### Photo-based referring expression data
-------

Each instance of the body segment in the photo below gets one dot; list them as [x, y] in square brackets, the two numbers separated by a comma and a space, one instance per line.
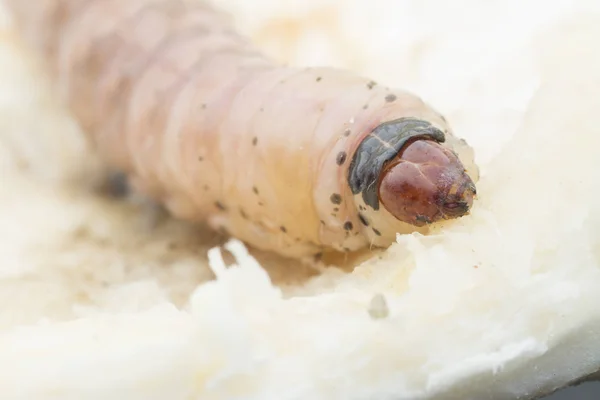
[287, 159]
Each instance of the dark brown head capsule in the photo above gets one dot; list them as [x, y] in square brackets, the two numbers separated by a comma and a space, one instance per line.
[403, 165]
[425, 183]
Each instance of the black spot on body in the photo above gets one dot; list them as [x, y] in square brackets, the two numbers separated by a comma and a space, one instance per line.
[363, 219]
[117, 185]
[380, 146]
[335, 198]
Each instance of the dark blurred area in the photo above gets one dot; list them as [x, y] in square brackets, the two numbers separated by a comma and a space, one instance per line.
[585, 391]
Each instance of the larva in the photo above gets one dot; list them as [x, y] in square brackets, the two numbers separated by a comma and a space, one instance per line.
[292, 160]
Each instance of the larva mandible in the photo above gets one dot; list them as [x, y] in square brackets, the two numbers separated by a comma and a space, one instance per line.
[292, 160]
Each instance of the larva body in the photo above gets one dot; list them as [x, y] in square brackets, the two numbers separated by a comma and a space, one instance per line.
[206, 124]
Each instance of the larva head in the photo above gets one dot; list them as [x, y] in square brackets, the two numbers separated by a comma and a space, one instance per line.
[403, 166]
[425, 183]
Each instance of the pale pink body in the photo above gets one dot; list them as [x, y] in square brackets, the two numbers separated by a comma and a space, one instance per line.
[213, 129]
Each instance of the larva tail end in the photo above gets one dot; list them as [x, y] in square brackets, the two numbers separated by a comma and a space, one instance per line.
[425, 183]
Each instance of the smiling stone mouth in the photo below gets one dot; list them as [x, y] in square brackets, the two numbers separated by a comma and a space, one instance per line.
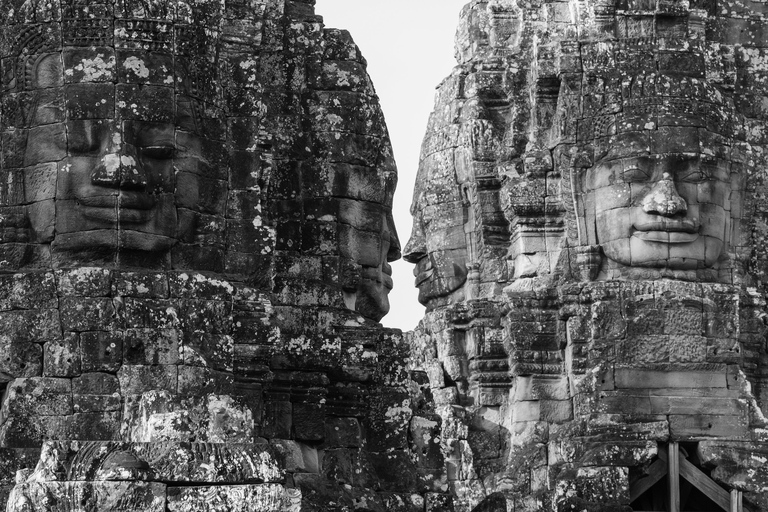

-------

### Task prompt
This exercise needs every entry retyped exactly, with the pictures removed.

### Response
Each instance of the body segment in the photo below gets one dot; list them as [x, y] in square brackets, the two numbers separated by a comma and a space, one instance per line.
[287, 159]
Each instance of the dark brown head capsule in the photo above gets one dot; list them as [x, y] in square brackets, the two numbers separated by a comma and a space, one instance per line.
[403, 165]
[425, 183]
Each instance of the black spot on body in the photo above gets one dot; list them as [x, y] in square brackets, the two numbers separated by a comma and a space, one instance per line.
[363, 219]
[117, 185]
[380, 146]
[335, 198]
Each instance of the dark blurred area in the photo above gets one dot; list them as [x, y] in square brackets, the two numbers separated by a comma and a space, one instance per line.
[585, 391]
Each instance of the larva in the photo above gets one dot; list them as [x, y] in square brackets, the two numbers separated by a comma and a space, one instance per line.
[292, 160]
Each instance of the larva mandible in the photo above gets one dot; list them as [x, y] in square brackets, the two numbers separated by a comma and a space, one instance per line.
[292, 160]
Each instance of the larva body in the photo above gets one dot; list them as [x, y] in square brackets, the two numbers separated by a comma and a space, one instance per line.
[206, 124]
Each instance of the larva head in the photo above gets one dot; list them as [x, y] in square brackets, the two numbers separated by a comma and a space, one instance per line.
[403, 166]
[425, 183]
Each instance of the pale pink body in the photo above gets one dot; list them as [x, y] in square brackets, the two numbers separated by a comma and a space, one instance per line.
[213, 129]
Each instance of the larva tail end in the photo above gets one dot; list them as [x, y] in square brackets, the two numbers separated by a comma and a space, one instance per line.
[425, 183]
Each instance of the smiling stone mouth in the photo below gets one dot; list them as [x, y] in square brackets, the two numbers separated by a comma and a space, one instance per line.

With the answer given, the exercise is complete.